▶ _Task goal_
All lines from the line containing "Could you point at the drawer front" up to and including the last line of the listing below should be echoed exactly; no other lines belong in the response.
○ ○ ○ ○ ○ ○ ○
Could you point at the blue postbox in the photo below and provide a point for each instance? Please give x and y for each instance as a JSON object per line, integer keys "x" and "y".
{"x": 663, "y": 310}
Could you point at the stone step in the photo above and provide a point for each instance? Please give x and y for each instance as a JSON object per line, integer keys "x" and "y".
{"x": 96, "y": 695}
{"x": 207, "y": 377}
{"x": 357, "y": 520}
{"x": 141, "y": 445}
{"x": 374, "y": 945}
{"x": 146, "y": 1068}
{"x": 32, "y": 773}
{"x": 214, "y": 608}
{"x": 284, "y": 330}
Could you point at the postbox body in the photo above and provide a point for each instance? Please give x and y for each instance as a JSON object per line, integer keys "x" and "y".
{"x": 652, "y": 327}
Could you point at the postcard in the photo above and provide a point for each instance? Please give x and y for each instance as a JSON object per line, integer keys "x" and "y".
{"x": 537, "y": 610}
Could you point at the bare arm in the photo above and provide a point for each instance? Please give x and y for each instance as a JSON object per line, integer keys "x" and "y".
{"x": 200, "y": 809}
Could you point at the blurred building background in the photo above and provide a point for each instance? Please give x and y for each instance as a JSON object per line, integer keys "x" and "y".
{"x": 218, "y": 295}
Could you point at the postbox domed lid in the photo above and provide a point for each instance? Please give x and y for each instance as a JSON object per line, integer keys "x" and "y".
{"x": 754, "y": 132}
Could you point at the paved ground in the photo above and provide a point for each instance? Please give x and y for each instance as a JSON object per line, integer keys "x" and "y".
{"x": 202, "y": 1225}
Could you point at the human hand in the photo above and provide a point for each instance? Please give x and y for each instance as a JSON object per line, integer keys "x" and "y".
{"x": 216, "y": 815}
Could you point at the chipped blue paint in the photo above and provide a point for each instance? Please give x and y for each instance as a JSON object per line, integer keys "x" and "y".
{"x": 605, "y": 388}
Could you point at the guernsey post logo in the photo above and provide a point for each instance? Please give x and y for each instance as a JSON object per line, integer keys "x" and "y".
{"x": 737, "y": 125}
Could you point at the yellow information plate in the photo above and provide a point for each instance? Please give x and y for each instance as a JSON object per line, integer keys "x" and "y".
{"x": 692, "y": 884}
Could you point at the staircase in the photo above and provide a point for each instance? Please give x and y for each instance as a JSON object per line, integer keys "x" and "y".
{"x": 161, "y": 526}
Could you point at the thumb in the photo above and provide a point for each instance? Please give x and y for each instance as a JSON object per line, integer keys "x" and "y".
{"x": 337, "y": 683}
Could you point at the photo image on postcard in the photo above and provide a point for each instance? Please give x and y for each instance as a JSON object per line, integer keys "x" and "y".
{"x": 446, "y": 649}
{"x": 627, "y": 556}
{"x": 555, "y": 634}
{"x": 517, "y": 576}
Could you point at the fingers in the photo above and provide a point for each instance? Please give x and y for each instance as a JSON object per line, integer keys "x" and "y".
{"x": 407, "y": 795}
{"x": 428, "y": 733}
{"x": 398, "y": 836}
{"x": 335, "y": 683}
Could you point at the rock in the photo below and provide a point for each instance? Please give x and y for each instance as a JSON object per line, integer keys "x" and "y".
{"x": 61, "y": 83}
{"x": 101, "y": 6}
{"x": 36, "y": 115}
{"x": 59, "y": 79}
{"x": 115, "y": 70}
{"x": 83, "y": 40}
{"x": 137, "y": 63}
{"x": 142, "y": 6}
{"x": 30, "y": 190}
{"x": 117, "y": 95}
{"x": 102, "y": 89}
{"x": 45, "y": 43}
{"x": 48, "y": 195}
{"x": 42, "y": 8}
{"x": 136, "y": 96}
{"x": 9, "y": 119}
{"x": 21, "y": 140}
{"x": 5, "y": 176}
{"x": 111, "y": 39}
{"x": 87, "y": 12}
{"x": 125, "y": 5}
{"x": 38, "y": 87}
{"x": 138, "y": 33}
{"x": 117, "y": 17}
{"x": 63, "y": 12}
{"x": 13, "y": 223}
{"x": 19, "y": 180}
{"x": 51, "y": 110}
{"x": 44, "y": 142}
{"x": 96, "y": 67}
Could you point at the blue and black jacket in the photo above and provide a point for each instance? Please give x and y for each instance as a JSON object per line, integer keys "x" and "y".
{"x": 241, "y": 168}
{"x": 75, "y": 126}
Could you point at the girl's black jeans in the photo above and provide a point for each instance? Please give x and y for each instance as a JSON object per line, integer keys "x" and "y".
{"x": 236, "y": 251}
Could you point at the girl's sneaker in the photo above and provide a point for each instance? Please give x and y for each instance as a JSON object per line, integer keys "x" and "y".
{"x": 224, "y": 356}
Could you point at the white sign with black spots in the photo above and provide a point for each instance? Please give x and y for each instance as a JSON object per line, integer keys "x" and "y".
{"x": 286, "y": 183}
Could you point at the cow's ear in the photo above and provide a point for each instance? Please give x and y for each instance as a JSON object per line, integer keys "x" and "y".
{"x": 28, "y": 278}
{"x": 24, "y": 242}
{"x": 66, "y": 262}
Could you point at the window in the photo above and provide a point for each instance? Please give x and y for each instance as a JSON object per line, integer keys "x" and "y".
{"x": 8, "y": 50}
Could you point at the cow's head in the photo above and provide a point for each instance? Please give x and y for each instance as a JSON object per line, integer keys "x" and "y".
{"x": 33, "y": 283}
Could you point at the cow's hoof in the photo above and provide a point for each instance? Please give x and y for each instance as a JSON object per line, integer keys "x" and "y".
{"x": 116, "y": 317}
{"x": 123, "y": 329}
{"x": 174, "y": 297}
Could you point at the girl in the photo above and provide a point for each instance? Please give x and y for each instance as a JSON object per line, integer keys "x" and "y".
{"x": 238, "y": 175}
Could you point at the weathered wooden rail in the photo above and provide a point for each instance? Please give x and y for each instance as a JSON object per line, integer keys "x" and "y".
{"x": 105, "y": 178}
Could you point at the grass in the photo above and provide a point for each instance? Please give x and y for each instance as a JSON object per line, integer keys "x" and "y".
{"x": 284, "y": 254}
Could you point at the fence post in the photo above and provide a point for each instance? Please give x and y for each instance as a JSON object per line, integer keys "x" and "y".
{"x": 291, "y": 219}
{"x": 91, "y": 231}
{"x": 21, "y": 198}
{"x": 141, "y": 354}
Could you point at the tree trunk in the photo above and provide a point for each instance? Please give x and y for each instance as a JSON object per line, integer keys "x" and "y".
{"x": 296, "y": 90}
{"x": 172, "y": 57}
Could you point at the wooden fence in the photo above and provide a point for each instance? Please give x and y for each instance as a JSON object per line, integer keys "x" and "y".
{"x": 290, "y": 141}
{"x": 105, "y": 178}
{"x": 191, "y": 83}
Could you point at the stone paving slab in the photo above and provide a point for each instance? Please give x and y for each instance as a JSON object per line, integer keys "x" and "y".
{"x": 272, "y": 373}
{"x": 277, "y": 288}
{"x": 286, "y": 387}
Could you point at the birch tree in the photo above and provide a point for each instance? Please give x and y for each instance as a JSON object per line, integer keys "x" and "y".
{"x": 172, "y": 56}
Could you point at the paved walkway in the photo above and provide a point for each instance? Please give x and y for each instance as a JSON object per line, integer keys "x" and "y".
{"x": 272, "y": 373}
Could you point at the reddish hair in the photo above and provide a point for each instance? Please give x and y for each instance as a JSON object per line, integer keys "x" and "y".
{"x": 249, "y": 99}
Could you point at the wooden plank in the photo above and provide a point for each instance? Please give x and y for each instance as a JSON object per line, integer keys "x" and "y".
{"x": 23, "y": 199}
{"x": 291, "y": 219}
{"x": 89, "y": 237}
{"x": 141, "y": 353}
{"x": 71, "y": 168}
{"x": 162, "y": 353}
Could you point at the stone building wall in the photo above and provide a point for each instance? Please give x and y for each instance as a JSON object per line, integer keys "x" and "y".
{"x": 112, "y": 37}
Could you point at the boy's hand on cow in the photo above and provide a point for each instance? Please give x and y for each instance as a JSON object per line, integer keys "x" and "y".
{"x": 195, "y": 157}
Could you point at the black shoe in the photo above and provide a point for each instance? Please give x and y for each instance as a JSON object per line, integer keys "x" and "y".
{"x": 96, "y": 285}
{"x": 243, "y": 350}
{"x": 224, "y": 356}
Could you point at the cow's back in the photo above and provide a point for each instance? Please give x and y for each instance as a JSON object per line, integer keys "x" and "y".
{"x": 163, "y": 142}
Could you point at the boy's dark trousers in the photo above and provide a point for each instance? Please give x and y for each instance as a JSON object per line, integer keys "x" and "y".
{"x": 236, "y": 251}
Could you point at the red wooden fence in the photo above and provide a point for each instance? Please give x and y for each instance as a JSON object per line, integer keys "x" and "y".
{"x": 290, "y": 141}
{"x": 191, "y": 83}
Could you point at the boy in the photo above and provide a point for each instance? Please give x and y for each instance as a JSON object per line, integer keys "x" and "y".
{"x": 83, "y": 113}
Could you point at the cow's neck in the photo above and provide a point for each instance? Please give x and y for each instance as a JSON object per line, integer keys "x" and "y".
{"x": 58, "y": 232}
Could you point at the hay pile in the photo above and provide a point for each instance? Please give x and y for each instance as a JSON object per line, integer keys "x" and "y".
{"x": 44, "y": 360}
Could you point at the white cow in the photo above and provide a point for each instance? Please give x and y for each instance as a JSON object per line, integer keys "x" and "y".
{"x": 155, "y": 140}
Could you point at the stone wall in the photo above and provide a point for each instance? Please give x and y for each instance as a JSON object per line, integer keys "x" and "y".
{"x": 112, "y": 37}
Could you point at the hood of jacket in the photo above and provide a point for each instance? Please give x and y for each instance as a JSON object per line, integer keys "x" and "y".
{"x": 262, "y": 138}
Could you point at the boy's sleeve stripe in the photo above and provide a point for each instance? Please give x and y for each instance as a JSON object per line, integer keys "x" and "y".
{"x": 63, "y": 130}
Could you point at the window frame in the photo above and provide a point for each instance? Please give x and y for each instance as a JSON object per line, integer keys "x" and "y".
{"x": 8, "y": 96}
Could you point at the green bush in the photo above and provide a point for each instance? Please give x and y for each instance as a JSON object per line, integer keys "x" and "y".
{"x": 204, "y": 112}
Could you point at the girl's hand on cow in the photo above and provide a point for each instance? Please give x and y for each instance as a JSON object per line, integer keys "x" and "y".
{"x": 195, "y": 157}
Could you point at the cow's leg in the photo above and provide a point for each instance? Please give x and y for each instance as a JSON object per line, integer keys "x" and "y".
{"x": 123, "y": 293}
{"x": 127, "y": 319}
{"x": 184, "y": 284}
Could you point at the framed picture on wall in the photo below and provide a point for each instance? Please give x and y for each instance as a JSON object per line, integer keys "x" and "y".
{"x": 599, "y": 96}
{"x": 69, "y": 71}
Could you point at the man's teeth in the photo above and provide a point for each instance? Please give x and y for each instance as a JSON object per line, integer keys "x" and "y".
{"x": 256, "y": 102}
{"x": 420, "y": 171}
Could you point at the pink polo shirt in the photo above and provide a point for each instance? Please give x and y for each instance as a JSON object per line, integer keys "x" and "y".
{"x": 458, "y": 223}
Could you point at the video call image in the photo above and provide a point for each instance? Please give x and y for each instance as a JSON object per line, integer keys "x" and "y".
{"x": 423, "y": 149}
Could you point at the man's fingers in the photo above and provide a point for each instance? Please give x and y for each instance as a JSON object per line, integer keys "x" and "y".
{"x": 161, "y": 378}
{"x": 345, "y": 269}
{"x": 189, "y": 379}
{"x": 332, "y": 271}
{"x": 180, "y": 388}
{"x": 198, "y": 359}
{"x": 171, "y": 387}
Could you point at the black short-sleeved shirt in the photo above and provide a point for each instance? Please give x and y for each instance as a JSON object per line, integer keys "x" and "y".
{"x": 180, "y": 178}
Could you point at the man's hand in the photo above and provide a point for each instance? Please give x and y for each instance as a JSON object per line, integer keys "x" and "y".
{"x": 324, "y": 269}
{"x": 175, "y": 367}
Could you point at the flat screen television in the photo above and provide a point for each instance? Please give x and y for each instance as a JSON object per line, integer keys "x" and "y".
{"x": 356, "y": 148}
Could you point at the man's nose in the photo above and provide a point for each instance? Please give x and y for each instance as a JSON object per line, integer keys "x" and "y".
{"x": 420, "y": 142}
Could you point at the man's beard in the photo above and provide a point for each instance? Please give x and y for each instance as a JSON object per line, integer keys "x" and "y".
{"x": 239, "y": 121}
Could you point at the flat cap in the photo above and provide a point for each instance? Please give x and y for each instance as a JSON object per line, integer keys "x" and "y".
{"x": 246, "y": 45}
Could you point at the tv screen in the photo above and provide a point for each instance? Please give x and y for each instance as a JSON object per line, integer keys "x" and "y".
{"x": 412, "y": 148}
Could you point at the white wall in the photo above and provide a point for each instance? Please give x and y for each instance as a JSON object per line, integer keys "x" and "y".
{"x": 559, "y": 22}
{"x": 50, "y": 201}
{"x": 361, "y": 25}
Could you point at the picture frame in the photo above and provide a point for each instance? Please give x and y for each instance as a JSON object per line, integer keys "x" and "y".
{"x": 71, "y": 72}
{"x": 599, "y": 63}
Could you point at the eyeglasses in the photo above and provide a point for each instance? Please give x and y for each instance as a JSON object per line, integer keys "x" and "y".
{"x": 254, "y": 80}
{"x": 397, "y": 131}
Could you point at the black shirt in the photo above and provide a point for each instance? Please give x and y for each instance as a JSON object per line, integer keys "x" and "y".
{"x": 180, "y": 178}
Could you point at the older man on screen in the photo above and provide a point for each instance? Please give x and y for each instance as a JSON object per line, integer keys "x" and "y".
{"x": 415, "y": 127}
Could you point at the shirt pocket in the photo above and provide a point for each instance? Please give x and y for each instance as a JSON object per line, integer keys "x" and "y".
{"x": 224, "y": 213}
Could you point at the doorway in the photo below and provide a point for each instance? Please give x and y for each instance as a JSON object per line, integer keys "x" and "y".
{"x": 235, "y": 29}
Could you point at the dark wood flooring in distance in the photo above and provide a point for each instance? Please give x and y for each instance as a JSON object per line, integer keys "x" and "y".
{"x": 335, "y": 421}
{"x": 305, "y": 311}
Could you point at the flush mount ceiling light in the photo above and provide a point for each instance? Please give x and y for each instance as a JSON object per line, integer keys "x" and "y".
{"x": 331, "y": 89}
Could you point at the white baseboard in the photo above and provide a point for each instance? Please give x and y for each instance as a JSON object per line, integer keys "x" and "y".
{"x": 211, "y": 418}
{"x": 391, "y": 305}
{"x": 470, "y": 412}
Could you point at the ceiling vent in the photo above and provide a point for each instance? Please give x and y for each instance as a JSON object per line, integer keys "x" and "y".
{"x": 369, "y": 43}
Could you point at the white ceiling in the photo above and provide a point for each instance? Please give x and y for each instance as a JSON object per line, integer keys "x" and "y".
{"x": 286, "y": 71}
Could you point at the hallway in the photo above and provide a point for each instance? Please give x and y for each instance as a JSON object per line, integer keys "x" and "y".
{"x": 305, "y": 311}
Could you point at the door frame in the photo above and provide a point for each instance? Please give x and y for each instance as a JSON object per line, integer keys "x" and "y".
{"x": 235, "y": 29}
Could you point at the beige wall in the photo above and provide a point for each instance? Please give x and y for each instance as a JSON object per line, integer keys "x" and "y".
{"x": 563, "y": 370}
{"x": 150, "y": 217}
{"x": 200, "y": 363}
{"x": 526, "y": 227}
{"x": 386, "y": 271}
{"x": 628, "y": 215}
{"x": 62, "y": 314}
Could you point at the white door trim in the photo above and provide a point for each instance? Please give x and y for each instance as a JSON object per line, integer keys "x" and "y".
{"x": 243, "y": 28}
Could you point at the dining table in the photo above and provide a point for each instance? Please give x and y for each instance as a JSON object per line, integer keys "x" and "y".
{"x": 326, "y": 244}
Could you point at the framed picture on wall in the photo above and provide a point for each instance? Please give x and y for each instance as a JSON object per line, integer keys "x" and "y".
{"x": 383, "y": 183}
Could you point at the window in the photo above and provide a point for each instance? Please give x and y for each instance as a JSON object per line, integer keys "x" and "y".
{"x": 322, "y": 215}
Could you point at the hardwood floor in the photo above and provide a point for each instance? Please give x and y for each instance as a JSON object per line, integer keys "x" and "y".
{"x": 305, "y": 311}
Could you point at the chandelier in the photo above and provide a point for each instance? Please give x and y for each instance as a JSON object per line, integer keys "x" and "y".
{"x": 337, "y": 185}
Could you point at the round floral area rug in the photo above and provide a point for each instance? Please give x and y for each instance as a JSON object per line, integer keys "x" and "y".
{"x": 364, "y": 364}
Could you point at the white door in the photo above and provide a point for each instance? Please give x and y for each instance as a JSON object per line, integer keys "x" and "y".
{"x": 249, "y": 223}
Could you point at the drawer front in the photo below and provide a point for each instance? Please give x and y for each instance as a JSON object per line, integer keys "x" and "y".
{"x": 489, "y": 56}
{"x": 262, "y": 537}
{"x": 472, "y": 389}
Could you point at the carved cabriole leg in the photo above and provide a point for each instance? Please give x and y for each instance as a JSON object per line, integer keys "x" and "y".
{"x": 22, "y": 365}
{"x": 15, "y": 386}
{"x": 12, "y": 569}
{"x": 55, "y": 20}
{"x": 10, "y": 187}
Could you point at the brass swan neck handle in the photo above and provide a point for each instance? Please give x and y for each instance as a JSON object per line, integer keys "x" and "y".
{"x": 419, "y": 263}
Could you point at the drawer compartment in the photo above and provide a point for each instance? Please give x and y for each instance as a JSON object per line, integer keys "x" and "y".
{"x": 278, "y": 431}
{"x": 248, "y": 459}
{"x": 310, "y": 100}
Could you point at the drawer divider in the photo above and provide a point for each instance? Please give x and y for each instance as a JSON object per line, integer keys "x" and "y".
○ ○ ○ ○ ○ ○ ○
▶ _Output of the task_
Could you point at the drawer front in the photo below and provide a point for each instance? Please give x and y for each instance as a JSON object per line, integer keys "x" and "y".
{"x": 489, "y": 56}
{"x": 262, "y": 537}
{"x": 472, "y": 389}
Could you point at the carved cabriole leg in the photo above and provide a point for each instance? Please give x and y for each instance as a JSON object per line, integer keys "x" and "y".
{"x": 22, "y": 365}
{"x": 15, "y": 386}
{"x": 12, "y": 569}
{"x": 55, "y": 20}
{"x": 10, "y": 187}
Could you point at the brass swan neck handle in the photo above and provide a point for each instance? Please give x and y for each instance as a JSON object per line, integer keys "x" and "y".
{"x": 419, "y": 263}
Could you point at the drawer compartment in the photo above and provide a point for each instance? Please give x and y for each instance as a JSON object per line, integer keys "x" and "y".
{"x": 278, "y": 431}
{"x": 248, "y": 459}
{"x": 310, "y": 100}
Could you point at the drawer divider in the photo above and provide a point for each instance? Please give x and y for each instance as a JSON object per line, integer keys "x" and "y".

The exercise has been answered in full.